> [EXCERPT TO READ]:
::::::::::
Dear Recent High School Graduate:
I am sure a lot of people are saying to you, “I can’t believe you’re graduating! It seems like only yesterday you were a child just headed off to school!”
I am not one of these people. I fully believe that you are graduating. What I can’t believe is that I am the same person who knew you way back then. It seems like a lifetime ago – and, of course, it is.
It has been your lifetime.
You are either 18 or 19 years old or will be very soon. Graduation from high school is timed to approximately coincide with this age. The idea is that you have been give a basic foundation in which to enter adulthood and/or college.
Nothing else could be further from the truth. In truth, you will make a lot of mistakes and, if you are particularly stupid or stubborn, be doomed to repeat them for the rest of your life. If you have any horse sense, you will not repeat the majority of your mistakes but find new things to fuck up along the way. This is what your parents and teachers have prepared you for. Thank them and forgive them, then move on.
::::::::::
> [JOB 1]: Sum up the letter above in two sentences.
> [JOB 2]: In the letter above, what does the writer tell the graduate to do about their parents and teachers?
> [JOB 3]: Reproduce the stretch of the letter above that opens with the words containing "Nothing else could" and closes with "then move on.".
::::::::::
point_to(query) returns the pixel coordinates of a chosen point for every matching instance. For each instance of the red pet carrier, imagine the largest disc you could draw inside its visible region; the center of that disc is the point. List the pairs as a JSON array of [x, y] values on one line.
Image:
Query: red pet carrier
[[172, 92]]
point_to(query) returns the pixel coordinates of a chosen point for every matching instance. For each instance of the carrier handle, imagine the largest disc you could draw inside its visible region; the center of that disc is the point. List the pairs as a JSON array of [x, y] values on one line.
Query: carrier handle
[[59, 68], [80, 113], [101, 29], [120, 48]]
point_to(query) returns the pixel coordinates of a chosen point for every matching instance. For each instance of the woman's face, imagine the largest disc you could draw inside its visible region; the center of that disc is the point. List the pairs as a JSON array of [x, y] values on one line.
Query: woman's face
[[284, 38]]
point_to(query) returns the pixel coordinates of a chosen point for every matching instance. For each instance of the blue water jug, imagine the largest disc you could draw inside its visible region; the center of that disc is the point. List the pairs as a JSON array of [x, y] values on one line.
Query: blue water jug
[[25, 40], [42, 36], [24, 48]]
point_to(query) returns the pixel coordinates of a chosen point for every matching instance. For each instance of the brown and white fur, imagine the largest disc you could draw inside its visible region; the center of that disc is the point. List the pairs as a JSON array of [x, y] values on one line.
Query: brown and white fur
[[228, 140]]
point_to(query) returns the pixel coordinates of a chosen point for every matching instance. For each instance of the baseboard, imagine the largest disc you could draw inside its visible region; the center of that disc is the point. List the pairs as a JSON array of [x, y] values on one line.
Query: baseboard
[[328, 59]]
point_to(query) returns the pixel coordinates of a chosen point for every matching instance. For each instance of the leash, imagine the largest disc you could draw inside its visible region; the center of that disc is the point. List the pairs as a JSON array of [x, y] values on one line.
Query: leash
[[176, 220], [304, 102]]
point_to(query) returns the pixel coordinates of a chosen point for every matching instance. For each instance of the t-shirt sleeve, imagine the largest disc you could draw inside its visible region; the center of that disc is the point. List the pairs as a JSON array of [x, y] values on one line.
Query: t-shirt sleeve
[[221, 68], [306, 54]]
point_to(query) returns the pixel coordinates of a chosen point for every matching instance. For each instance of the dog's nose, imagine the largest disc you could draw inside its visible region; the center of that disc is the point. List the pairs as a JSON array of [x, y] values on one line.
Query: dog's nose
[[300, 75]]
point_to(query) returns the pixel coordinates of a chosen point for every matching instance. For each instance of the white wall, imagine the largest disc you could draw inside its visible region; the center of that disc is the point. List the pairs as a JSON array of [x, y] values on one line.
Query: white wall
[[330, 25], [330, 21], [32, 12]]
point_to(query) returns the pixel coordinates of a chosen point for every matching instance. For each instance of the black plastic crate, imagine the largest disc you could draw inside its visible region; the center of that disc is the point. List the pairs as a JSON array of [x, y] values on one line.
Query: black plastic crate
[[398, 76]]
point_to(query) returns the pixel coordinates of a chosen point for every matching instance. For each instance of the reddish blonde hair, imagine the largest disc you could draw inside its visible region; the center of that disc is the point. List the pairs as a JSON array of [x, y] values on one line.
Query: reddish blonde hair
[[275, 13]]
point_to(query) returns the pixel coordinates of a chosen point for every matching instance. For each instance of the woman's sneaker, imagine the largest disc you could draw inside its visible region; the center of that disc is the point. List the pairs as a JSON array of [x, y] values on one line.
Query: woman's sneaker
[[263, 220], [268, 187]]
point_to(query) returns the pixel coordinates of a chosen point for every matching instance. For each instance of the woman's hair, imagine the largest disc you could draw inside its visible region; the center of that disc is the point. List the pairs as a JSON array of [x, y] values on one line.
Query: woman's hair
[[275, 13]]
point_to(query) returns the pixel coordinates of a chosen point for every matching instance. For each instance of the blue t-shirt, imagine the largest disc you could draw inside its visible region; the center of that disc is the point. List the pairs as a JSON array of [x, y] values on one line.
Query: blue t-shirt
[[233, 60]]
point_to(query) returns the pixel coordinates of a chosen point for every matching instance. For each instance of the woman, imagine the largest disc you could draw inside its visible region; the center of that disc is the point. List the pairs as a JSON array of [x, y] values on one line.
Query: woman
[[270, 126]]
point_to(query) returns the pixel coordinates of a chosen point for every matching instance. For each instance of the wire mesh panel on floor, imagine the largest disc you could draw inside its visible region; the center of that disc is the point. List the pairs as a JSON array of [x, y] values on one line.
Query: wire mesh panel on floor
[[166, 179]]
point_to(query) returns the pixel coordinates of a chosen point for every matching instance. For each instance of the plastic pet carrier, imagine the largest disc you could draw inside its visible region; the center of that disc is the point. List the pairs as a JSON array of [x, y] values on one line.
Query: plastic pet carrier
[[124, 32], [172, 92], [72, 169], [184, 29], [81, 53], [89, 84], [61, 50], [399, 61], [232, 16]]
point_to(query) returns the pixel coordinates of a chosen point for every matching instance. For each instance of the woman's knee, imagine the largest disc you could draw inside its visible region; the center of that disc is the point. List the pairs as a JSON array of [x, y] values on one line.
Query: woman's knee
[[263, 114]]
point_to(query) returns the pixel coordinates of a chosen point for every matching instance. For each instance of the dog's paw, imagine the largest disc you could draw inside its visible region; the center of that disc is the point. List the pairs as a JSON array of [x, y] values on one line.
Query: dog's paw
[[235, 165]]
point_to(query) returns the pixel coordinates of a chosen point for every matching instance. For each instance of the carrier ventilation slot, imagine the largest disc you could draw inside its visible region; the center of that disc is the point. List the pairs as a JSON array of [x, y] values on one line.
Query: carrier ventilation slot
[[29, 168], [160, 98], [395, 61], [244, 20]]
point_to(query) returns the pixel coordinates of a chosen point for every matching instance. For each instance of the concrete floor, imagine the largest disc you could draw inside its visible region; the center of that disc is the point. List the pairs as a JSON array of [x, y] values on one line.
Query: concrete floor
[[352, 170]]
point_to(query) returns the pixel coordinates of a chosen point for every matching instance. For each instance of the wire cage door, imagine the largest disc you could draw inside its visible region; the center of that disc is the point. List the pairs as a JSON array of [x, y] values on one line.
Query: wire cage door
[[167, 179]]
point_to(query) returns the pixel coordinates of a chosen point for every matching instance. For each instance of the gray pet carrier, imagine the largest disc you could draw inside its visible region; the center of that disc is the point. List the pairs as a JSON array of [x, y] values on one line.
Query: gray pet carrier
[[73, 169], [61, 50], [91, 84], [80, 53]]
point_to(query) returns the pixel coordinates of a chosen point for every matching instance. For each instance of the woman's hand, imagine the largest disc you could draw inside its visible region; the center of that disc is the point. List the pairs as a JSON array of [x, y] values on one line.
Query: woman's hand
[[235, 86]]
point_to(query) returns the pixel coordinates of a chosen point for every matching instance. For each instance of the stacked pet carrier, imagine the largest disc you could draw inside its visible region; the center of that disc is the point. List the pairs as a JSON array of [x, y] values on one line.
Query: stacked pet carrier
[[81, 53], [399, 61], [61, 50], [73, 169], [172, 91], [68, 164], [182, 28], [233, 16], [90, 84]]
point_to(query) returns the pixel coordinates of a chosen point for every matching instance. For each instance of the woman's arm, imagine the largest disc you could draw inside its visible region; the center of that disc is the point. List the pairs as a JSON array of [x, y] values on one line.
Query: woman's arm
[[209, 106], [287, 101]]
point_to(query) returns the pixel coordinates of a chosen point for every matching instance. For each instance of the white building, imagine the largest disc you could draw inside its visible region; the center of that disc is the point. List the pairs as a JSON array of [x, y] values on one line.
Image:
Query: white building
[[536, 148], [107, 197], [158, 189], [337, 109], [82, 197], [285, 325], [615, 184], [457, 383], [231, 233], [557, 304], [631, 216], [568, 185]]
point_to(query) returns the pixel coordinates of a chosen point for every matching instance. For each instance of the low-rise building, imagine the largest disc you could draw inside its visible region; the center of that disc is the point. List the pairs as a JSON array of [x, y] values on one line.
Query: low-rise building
::::::::::
> [PROBLEM SOLUTION 1]: The writer tells a recent high school graduate that, unlike many people, they fully believe the graduation, and what they can't believe is that they are the same person who knew the graduate a lifetime ago. Graduation is meant to give a basic foundation for adulthood or college, but the writer says the graduate will make many mistakes, ideally new ones rather than repeats, and should thank and forgive their parents and teachers, then move on.

> [PROBLEM SOLUTION 2]: Thank them and forgive them, then move on.

> [PROBLEM SOLUTION 3]:
Nothing else could be further from the truth. In truth, you will make a lot of mistakes and, if you are particularly stupid or stubborn, be doomed to repeat them for the rest of your life. If you have any horse sense, you will not repeat the majority of your mistakes but find new things to fuck up along the way. This is what your parents and teachers have prepared you for. Thank them and forgive them, then move on.